» **Goal of the exercise**
Convert every line of the records below into a Markdown table with a "Number" column for the row number and a "Text" column for the line, omitting blank lines. Exclude the pictures from the table.

Entries for object position labeling
----------
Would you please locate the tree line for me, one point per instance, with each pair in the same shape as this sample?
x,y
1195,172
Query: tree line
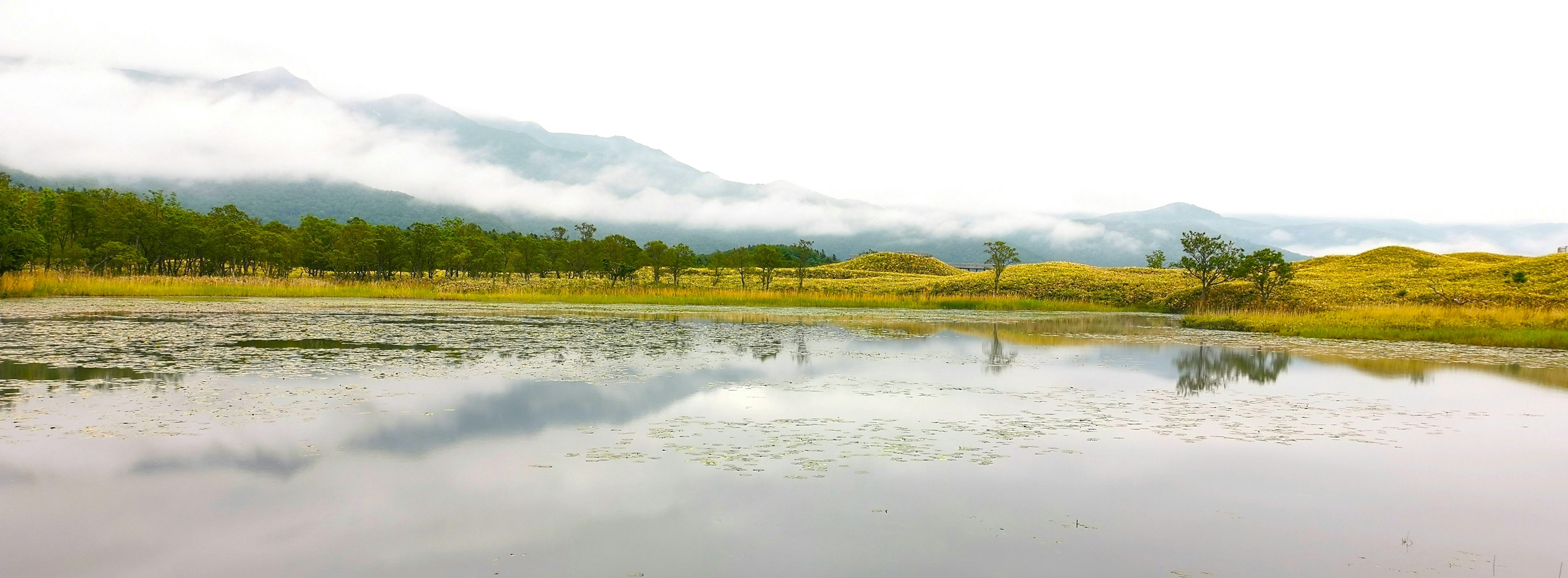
x,y
118,232
1213,260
----------
» **Answer to this exercise**
| Number | Text |
|---|---|
| 1 | Would you please locate the tree line for me, one point per instance, with each pair in the same shape as this sample? |
| 2 | x,y |
| 3 | 1195,172 |
| 4 | Query: tree line |
| 5 | x,y |
| 6 | 118,232 |
| 7 | 1213,260 |